Passage:
• • • • • • •
Similarly, it would even be nice if conservative politicians who were anti-abortion were actually anti-abortion. It wouldn’t help us directly. But at least we could console ourselves that we were living in a world where even the political leaders we disagree with are acting in good faith. But alas not. The roll of Conservatives who are conservative in public but not in private goes on and on. (Sadly this list is old and so most of its references are dead links. But I remember the more prominent stories from when they came out in the news, and can vouch for the overall accuracy of the list.)
So, no, we cannot assume that just because a person votes pro-life on the floor of the senate that they actually hold such views in private. Which means that the person’s pro-life stance is not a reliable indicator of virtue. All it tells you is that the politician in question is willing to lie to get elected. Which tells you they are more interested in the perks of being an elected official than in the responsibility of governing.
“Save the Cat” is a Simple Metric. But Life is not Simple
It would be nice if a senator’s or president’s political theater to “save” fetuses, that is, to force the pregnant to give birth against their will even in cases where there is substantial risk to the mother, were an indication that they are the hero of their story. It would be nice if we could just think of fetuses as the most helpless kittens of all. And to think of anti-abortion legislation as “saving the cat.” But think about it. In movies that employ the “save the cat” shorthand, are the main characters really the heroes? Always? Even if they are, what about the collateral damage that the camera pans shyly away from?
• • • • • • •
Pointing dataset lines:

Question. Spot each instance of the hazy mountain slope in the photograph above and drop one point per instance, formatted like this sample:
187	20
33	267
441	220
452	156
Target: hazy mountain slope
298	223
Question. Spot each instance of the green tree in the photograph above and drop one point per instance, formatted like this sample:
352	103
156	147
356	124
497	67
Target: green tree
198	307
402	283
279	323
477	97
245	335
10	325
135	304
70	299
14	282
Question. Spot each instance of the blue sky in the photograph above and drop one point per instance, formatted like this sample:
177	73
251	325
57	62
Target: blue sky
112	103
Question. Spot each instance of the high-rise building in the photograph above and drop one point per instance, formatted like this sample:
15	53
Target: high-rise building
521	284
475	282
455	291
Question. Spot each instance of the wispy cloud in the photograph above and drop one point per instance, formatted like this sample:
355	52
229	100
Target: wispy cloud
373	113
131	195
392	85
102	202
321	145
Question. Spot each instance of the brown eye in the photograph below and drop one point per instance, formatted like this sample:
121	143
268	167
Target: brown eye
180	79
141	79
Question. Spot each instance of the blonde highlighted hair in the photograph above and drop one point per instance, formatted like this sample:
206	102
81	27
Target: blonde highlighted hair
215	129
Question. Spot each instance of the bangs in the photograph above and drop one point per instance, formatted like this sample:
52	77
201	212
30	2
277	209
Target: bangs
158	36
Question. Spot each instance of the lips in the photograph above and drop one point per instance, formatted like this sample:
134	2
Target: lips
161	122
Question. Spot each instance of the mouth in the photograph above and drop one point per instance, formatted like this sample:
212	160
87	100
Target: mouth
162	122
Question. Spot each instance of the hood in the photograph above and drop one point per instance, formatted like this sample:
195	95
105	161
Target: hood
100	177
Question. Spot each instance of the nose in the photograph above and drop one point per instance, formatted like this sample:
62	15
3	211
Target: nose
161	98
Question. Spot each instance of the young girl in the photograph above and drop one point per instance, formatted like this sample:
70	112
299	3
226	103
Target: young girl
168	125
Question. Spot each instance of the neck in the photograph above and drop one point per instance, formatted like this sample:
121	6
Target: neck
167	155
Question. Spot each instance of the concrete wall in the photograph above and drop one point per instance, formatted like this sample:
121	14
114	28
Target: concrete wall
• • • • • • •
Carry the essay on anti-abortion politicians onward from the last sentence shown. These lines are separate material and have no connection to the passage above them.

Output below:
Just as it would be nice if anti-abortion politicians had their hearts in the right place, it would be nice, too, if life were as simple as a Bond movie. But they don’t. And it’s not. If life were that simple, we wouldn’t need Bond movies. We wouldn’t need black-and-white morality plays to live vicariously through. We’d already be there.
The point is: these are difficult decisions for a family to make. Whether to bring a child into the world. Whether to allow an irretrievably sick person to leave the world. And a fetus is not a cat; a defenseless pet. Not least because the owners of that cat made the decision to have that cat. So we are left where we started: with the idea that these symbols are just that: symbols. And the decision to keep or abort a pregnancy should be just that: a decision. A choice between two less-than-ideal possibilities.